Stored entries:
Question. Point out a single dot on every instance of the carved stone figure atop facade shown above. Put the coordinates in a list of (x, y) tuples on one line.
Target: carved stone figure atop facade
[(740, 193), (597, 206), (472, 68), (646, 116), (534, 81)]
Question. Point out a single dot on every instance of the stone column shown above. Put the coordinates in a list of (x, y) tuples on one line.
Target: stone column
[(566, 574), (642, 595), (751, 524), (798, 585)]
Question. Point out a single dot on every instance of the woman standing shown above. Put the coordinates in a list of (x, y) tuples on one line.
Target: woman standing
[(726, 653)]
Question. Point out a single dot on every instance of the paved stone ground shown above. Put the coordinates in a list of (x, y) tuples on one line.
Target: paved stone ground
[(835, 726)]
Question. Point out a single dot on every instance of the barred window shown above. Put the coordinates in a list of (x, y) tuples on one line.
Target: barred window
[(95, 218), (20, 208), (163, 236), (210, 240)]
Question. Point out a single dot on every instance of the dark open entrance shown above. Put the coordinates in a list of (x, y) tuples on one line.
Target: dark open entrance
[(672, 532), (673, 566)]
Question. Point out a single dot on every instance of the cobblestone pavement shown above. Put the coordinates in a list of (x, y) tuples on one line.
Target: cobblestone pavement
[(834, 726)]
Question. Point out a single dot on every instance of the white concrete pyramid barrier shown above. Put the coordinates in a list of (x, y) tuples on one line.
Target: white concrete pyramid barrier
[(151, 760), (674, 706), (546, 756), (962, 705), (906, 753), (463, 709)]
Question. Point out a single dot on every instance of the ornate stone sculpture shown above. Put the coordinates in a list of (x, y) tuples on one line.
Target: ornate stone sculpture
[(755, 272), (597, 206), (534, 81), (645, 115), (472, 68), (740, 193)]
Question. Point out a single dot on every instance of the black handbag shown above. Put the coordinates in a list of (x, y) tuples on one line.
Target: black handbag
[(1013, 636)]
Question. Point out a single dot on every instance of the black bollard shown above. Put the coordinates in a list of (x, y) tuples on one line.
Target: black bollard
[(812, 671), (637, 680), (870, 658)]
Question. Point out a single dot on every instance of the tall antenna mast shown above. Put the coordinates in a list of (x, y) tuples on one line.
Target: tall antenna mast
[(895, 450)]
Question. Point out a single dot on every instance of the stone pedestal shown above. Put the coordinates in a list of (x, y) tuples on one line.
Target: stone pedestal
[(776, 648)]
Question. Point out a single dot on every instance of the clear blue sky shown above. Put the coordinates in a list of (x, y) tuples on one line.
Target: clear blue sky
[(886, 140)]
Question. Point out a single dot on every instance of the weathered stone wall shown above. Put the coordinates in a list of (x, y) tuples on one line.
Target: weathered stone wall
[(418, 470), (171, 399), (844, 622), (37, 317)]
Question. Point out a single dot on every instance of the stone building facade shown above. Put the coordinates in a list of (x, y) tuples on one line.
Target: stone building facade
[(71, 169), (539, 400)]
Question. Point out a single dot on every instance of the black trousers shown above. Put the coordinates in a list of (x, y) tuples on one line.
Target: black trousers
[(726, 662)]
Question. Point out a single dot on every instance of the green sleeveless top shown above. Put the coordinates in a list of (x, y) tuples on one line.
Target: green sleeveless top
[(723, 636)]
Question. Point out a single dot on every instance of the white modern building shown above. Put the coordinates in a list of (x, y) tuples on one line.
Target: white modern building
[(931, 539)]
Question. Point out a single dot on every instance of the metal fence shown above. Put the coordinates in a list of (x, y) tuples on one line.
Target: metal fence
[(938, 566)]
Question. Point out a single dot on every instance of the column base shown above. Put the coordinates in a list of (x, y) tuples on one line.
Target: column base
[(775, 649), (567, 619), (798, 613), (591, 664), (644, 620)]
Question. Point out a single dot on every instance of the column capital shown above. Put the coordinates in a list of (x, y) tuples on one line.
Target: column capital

Required work: Rewrite the lines above with "stone column" changed to "stone pillar" and everything else left the same.

Solution:
Question. Point out a single dot on every instance of the carved stone figure atop facade shown above. Put the coordinates in a list of (x, y) tuples on one line.
Target: carved stone figure atop facade
[(740, 193), (597, 206), (472, 68), (646, 116), (534, 81)]
Question. Point out a single dot on every instance of the stone pillar shown above. Put the coordinates in a list of (x, y) tuples on one line.
Target: stone pillar
[(566, 574), (642, 595), (751, 524), (798, 585)]
Question. Point out a single dot on every instance of the woman standing shown above. Put the coordinates in a list of (x, y) tuples on one line.
Target: woman standing
[(726, 653)]
Question. Point out a single dot on every instance of the paved stone ground shown above. Put the coordinates in a list of (x, y) tuples on one line.
Target: paved stone ground
[(835, 726)]
Question. Point out a single dot on every instance of the barred window shown above. Put the coordinates in a list of (x, y) tuples on one line.
Target: barred window
[(95, 218), (20, 208), (163, 236), (210, 240)]
Question. Point out a single dot on every instance of the dark open entrance shown above. Put the coordinates in a list of (x, y) tuples on one line.
Target: dark open entrance
[(672, 532), (673, 566)]
Question. Point out a single dot on every instance of the cobblestone pavement shown above. Put the coordinates in a list of (x, y) tuples on one line.
Target: cobblestone pavement
[(834, 726)]
Question. Point out a single dot on every instance of the white concrete pyramid barrier shown above. Put the coordinates in a list of (x, y) tuples on one line.
Target: white concrete pyramid barrier
[(151, 760), (674, 706), (546, 756), (962, 705), (906, 753), (463, 709)]
Question. Point out a single dot on every instance of the ornate stone sculpture shown above. Put the coordinates in a list of (x, y) tuples on one line.
Target: ornate stone sculpture
[(755, 272), (597, 206), (534, 81), (645, 115), (472, 68), (740, 193)]
Question. Point out a single dot on every instance of the black handbag shown above. Put the coordinates in a list of (x, y) tuples on one line.
Target: black handbag
[(1013, 636)]
Question. Point out a single dot on every instance of the black bollard shown above. Put the coordinates in a list of (x, y) tuples on one line.
Target: black bollard
[(812, 671), (637, 680), (870, 658)]
Question. Point out a single dot on every instance of the tall antenna mast shown above. Put the coordinates in a list of (x, y) tuples on one line.
Target: tall antenna mast
[(895, 450)]
Question. Point out a single dot on every instance of the stone pedestal shown above. Put the coordinates in a list of (x, y) tuples on one line.
Target: stone pedestal
[(776, 648)]
Question. Point out a single dot on every instance of the clear blue sky shown above. Put the coordinates in a list of (x, y) tuples on one line.
Target: clear blue sky
[(886, 140)]
Question. Point out a single dot on every instance of the weathered stone wall shown above. Put the coordinates in a list of (x, y) tuples on one line.
Target: weathered stone wall
[(418, 470), (171, 399), (844, 622), (37, 317)]
Question. Point out a single dot on every instance of the stone building facade shown above. Put the coordinates in a list of (x, y) tuples on one line.
Target: stone building facade
[(71, 169), (539, 400)]
Question. Point out a single dot on every instance of the black trousers shown above. Put the coordinates in a list of (x, y) tuples on one line.
Target: black trousers
[(726, 662)]
Question. Point out a single dot on every instance of the green sleeveless top shown above. Put the coordinates in a list of (x, y) tuples on one line.
Target: green sleeveless top
[(723, 636)]
Question. Point out a single dot on every instance of the white modern building shown above. Put the coordinates in a list of (x, y) tuples on one line.
Target: white modern building
[(931, 539)]
Question. Point out a single dot on every instance of the metal fence shown above. Put the coordinates in a list of (x, y) tuples on one line.
Target: metal fence
[(938, 566)]
Question. Point out a single dot on every instance of the column base shown above. Put the coordinates in a list of (x, y) tuples on one line.
Target: column base
[(775, 649), (567, 619), (798, 613), (591, 664), (644, 620)]
Question. Point out a single dot on every instance of the column capital shown above. Put the coordinates in a list of (x, y) tuples on one line.
Target: column capital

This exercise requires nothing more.